TO DO:
List every PPP model named in the blog post below on public-private partnerships and bonds in the EAC.

By: Annette Nabayi, 22 September 2021
EAC governments are looking towards public-private partnerships (PPPs) and bonds issuance in an effort to mitigate against their financial shortages. In this blog, I will discuss these two forms of financial access and evaluate their fiscal implications.
Public-Private Partnerships (PPPs)
PPP is a long term cooperative agreement between a private company and the national or regional government.
Some of the models applied in PPPs entail service contracts, management contracts, lease contracts, concession, build-owner transfer contracts, and privatization. The models vary in terms of contract purpose and length as well as private sector risk. PPPs are regarded by most EAC states because of the restricted fiscal space for governments to development needs, low public sector ability to enhance the degree of investment in development demands, providing better efficiency, and presenting better value for money. The PPP actors in EAC involve the G20 compact for Africa, EU, World Bank, Chinese overseas investments, AU, EAC, ECOWAS, and different national development plans. Chinese overseas investments engage with African countries through PPPs as private-public partnerships and public-public partnerships.
The effects of PPPs entail undermining democratic accountability, limited access to services by ordinary citizens, the commodification of public goods, and immense user fees and out-of-pocket expenses for public goods. Examples of adverse influence of PPPS in EAC include Kenya’s SGR whose revenue generation has not covered the costs experienced and Lubowa Hospital in Uganda where the government is already paying for its interest rate at the hospital’s foundation. Kenya and Ethiopia are the states in EAC with high-risk debt distress while Uganda and Tanzania are low-risk debt distress.
A bond is a loan from an investor such as a company or government. Bonds, specifically Eurobonds help EAC states to integrate with the global financial market. According to 2019 statistics by AFRODAD, Kenya among EAC states leads in outstanding Eurobonds of $4.8 billion while Ethiopia, Rwanda, and Tanzania have outstanding Eurobonds of $1.0 billion, $0.4 billion, and $0.2 billion respectively. Risks linked with bonds include interest rates varies increasing the costs, repayment is at maturity and not amortized, and bonds tend to be complex to restructure. Most EAC nations encounter corruption and lack of accountability that creates social injustice while allocating the funds borrowed in various government sectors. The governments have increased the user fees and expenses related to the infrastructure to pay the debts.

GIVEN RECORDS:
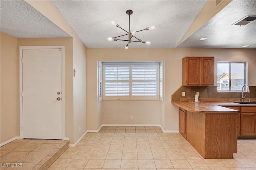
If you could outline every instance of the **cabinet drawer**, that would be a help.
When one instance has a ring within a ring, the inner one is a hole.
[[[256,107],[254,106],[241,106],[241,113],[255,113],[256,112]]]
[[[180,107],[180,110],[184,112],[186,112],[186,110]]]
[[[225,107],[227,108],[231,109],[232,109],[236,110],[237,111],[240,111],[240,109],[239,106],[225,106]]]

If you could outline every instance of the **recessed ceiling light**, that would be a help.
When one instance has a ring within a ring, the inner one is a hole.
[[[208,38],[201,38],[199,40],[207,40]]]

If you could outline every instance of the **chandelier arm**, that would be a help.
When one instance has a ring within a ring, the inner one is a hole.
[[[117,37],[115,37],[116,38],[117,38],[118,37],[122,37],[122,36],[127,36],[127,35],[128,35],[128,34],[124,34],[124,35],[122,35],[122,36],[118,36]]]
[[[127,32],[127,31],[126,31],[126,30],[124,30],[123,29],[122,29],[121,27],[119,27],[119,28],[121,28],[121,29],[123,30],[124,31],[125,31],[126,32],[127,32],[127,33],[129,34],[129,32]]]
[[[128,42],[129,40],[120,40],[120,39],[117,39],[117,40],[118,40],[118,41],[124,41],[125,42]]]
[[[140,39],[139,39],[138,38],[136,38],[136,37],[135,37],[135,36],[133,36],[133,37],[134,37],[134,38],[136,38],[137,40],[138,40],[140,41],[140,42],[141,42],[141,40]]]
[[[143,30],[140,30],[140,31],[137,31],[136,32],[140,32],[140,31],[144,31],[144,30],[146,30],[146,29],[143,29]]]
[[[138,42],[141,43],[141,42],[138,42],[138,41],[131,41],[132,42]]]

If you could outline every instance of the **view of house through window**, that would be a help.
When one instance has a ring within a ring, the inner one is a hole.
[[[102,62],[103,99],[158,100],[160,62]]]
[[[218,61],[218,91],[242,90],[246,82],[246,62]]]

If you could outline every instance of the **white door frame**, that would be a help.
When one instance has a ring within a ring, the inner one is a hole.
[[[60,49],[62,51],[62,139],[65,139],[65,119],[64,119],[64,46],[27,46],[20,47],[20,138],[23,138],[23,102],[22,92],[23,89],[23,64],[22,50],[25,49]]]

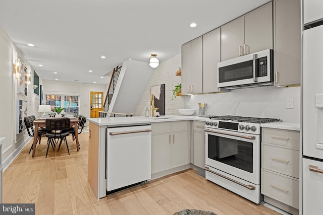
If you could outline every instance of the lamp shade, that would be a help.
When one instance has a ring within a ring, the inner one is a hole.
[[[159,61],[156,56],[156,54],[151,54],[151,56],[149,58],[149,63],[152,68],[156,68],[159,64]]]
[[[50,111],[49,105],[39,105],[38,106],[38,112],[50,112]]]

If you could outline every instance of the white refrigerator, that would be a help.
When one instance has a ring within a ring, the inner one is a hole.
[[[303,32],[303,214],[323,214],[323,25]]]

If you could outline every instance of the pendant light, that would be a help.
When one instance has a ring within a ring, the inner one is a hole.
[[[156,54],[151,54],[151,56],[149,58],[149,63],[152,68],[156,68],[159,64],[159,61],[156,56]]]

EXERCISE SOLUTION:
- Service contracts
- Management contracts
- Lease contracts
- Concession
- Build-owner transfer contracts
- Privatization